Records for this exercise: Begin

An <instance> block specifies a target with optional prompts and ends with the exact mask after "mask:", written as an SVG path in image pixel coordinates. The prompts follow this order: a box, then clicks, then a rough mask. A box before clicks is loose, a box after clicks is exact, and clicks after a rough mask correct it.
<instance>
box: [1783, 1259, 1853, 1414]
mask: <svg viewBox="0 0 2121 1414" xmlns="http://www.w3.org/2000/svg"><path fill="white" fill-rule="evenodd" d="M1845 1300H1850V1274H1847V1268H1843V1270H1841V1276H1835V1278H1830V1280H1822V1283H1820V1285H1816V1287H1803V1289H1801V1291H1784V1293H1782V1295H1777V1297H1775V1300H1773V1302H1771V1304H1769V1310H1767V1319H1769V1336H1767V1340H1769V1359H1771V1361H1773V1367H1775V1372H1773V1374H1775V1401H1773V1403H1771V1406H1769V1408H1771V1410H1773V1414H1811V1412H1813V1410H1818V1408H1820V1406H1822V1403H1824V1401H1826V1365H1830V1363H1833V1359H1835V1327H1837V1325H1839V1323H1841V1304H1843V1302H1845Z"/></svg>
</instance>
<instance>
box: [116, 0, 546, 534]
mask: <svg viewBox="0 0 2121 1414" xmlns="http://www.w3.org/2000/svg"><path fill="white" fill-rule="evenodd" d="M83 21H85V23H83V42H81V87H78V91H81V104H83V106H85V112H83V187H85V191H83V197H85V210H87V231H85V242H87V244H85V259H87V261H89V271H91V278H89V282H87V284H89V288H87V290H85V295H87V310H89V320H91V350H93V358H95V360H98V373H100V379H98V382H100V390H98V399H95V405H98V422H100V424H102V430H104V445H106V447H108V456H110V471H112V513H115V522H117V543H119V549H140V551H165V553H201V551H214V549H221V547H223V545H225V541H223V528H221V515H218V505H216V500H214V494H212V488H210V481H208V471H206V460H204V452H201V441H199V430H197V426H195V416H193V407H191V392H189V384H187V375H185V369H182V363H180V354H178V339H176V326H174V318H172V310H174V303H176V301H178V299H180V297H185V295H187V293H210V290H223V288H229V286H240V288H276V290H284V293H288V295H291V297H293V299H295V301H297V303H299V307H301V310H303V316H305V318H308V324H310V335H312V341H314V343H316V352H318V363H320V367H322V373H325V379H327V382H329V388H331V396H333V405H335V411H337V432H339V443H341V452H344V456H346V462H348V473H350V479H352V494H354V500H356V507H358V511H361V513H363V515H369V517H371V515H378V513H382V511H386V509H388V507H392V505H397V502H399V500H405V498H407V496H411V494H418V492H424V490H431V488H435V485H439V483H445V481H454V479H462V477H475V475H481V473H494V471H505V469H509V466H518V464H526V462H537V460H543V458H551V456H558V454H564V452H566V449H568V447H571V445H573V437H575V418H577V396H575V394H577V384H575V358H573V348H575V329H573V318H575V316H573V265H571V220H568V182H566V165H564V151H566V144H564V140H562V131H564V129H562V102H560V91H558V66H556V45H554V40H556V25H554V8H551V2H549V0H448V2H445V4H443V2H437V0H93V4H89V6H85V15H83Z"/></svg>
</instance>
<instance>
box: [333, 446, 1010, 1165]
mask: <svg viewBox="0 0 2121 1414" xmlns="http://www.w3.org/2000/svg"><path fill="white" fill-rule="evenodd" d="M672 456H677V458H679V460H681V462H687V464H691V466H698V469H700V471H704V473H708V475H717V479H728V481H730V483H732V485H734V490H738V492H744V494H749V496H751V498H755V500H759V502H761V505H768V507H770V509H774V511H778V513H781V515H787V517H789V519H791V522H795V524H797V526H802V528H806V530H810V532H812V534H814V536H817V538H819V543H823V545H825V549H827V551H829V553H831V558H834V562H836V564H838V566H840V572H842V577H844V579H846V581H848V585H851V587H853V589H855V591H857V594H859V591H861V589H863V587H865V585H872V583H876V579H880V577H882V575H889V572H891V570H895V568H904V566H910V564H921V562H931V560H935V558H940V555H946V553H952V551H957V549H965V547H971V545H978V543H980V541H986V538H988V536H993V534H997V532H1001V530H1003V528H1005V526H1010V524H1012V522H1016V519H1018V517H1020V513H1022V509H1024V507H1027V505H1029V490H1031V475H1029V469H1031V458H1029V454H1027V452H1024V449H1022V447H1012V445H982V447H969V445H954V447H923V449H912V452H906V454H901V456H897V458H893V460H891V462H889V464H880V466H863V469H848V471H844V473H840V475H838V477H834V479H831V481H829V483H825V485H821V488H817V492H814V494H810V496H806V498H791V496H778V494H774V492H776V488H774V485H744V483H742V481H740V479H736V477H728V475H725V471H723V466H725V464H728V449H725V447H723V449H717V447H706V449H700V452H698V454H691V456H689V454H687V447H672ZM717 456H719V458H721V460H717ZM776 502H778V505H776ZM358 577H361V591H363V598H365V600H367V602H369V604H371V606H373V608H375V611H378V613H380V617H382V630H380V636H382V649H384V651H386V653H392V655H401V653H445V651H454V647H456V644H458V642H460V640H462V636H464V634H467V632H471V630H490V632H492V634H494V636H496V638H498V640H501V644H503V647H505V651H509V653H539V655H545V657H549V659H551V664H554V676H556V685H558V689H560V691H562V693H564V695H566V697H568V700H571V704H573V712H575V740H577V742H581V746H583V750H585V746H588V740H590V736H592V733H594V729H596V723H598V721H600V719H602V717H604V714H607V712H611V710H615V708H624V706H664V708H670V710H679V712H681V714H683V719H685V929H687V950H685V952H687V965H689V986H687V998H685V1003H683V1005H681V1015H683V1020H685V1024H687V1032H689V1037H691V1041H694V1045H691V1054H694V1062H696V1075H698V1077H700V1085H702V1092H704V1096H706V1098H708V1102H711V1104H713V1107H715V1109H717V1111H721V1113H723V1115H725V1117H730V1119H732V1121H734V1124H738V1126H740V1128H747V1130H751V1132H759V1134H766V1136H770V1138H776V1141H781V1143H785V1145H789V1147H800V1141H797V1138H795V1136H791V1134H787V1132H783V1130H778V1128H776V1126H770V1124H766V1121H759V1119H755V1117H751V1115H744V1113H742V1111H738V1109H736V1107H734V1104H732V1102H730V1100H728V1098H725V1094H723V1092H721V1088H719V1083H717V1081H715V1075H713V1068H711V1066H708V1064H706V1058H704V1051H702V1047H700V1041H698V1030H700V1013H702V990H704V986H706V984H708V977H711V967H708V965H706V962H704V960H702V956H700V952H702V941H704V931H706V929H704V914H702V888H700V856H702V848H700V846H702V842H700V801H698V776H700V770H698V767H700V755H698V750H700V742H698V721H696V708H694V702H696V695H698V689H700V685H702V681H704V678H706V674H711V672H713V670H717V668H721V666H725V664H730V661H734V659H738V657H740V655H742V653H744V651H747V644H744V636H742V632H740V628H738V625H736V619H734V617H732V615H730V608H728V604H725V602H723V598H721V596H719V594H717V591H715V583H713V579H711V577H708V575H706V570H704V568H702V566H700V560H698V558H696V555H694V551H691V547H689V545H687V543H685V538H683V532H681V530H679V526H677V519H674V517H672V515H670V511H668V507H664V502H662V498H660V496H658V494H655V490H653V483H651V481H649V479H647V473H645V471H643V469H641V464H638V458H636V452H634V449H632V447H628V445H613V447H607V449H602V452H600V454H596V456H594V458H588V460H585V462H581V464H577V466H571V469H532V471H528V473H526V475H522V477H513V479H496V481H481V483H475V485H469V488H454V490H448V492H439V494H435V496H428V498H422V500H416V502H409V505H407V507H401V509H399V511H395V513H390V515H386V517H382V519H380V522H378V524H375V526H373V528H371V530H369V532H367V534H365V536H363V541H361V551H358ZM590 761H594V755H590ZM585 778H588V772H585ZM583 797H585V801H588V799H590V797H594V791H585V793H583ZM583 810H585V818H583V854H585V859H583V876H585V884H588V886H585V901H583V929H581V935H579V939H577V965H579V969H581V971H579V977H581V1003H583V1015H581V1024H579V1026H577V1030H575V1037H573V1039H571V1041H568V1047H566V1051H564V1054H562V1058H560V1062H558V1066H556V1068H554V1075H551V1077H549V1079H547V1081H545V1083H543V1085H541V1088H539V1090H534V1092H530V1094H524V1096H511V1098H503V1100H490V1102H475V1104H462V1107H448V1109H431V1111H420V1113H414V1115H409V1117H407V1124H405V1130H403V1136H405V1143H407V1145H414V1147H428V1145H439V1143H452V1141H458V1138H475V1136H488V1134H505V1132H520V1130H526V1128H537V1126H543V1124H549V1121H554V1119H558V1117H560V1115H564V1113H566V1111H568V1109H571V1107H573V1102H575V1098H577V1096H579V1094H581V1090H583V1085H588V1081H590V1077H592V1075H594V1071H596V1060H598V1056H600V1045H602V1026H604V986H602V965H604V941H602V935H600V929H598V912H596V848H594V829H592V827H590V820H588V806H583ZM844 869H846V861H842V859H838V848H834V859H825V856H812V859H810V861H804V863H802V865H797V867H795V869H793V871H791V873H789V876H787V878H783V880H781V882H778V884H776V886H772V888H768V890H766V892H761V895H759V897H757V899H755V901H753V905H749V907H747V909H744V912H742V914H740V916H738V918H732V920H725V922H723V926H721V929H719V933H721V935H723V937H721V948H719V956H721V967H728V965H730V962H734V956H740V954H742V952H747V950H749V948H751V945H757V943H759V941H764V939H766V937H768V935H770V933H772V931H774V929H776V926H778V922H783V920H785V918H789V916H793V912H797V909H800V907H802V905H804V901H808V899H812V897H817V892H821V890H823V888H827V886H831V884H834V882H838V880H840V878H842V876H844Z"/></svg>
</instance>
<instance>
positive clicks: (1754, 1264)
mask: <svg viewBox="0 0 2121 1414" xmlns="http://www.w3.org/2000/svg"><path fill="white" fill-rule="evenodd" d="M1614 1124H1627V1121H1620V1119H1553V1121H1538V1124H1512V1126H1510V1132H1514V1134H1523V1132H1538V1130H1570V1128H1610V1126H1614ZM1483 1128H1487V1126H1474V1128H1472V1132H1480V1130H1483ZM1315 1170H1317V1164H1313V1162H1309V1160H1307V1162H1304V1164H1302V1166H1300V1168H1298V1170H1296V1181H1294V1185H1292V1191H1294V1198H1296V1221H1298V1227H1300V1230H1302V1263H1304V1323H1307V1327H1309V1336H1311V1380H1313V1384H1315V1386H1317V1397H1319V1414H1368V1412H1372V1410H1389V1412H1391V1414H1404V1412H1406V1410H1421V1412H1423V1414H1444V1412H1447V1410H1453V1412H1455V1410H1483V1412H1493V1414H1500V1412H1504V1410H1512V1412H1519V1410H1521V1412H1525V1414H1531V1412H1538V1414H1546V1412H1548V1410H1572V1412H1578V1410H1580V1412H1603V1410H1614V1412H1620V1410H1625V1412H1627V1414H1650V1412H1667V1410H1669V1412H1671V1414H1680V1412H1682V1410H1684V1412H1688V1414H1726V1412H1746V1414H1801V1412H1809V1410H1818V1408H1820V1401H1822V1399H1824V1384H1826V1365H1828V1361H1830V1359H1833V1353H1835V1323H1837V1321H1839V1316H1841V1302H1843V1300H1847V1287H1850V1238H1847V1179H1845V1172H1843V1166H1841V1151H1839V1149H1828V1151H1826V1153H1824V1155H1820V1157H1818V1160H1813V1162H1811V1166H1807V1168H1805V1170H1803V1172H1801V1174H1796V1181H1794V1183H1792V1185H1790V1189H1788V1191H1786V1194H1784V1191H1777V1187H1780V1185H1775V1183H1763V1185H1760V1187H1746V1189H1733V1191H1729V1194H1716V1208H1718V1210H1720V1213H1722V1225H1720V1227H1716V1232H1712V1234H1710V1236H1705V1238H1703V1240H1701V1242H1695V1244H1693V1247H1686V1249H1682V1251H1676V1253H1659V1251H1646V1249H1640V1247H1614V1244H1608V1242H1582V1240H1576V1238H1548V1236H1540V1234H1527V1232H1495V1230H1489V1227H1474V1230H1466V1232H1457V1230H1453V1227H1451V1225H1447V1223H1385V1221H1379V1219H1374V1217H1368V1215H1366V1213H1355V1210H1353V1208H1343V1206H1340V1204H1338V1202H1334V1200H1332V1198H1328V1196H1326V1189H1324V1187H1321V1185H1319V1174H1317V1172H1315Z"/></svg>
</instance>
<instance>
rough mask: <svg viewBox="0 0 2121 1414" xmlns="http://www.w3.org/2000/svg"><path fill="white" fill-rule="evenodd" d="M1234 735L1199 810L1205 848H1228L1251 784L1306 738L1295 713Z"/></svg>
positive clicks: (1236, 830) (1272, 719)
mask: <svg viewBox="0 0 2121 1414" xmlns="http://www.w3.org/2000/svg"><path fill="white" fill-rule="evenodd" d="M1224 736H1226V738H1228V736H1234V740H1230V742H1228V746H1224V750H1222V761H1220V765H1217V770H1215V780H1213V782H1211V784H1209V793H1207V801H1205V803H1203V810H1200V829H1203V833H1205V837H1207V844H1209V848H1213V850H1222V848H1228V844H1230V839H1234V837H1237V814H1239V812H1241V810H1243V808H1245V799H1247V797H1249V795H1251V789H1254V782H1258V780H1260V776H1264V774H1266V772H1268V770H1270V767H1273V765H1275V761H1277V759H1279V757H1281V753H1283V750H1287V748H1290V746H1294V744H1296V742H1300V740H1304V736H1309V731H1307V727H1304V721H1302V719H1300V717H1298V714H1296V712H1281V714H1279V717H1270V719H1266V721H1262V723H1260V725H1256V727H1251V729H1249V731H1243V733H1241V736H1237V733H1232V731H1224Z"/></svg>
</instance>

Records for this exercise: End

> **Directions for this task**
Go through the entries above, and wherever a line holds the word "clicks", copy that line.

> **Problem solution**
An <instance> block specifies a target with optional prompts and ends with the exact mask after "mask:", written as an SVG path in image pixel coordinates. The prompts follow this order: a box, then clicks, then a rough mask. A box before clicks is loose, a box after clicks is exact, and clicks after a rough mask correct it.
positive clicks: (1754, 1264)
positive clicks: (1236, 830) (1272, 719)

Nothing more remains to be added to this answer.